>>>

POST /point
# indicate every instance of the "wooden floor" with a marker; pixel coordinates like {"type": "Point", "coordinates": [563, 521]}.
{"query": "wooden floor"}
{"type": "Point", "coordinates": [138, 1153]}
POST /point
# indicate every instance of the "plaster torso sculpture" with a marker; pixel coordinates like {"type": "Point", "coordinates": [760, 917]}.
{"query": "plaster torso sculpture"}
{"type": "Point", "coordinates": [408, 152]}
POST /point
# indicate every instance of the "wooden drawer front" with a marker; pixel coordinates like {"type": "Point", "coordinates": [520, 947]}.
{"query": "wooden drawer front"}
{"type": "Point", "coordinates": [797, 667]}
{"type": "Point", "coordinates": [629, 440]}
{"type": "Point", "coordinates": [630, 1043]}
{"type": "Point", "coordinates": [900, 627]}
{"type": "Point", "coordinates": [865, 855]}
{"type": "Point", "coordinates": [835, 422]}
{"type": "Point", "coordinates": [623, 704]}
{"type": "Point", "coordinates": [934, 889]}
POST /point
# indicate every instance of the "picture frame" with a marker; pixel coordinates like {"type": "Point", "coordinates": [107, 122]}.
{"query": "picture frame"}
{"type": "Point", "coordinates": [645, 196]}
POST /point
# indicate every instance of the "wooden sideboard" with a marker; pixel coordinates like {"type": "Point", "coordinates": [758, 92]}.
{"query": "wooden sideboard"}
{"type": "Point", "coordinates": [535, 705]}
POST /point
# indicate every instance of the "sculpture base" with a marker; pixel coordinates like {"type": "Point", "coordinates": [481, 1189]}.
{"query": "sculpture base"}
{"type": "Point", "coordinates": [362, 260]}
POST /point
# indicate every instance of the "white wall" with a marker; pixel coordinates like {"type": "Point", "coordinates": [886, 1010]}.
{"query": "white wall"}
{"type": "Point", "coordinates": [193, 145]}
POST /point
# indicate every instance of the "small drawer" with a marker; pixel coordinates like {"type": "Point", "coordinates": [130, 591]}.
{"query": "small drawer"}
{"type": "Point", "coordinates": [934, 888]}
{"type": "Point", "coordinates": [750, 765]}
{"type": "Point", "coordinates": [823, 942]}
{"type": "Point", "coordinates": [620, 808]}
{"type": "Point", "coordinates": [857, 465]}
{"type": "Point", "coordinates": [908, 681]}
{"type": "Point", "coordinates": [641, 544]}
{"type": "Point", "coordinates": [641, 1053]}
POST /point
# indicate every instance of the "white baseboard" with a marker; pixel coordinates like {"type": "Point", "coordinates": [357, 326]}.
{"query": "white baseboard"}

<<<
>>>

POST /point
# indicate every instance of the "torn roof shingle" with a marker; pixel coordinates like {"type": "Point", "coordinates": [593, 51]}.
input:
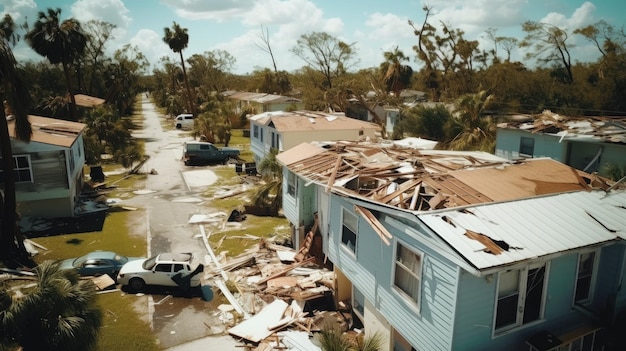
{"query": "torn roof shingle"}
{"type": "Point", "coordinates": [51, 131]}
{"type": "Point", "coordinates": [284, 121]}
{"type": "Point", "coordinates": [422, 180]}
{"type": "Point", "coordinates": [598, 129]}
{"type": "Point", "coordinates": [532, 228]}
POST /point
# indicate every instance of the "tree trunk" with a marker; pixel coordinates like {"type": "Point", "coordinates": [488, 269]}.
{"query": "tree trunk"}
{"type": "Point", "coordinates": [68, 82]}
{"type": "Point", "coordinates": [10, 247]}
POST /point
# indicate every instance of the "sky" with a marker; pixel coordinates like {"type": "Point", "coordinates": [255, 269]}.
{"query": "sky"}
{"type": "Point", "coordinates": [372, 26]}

<<<

Objet de l'exercice = Relevez toutes les lignes des items ci-dessus qui contiennent le mot "baseboard".

Résultat attendu =
# indicate every instance of the "white baseboard" with a marker; pixel coordinates like {"type": "Point", "coordinates": [357, 326]}.
{"query": "white baseboard"}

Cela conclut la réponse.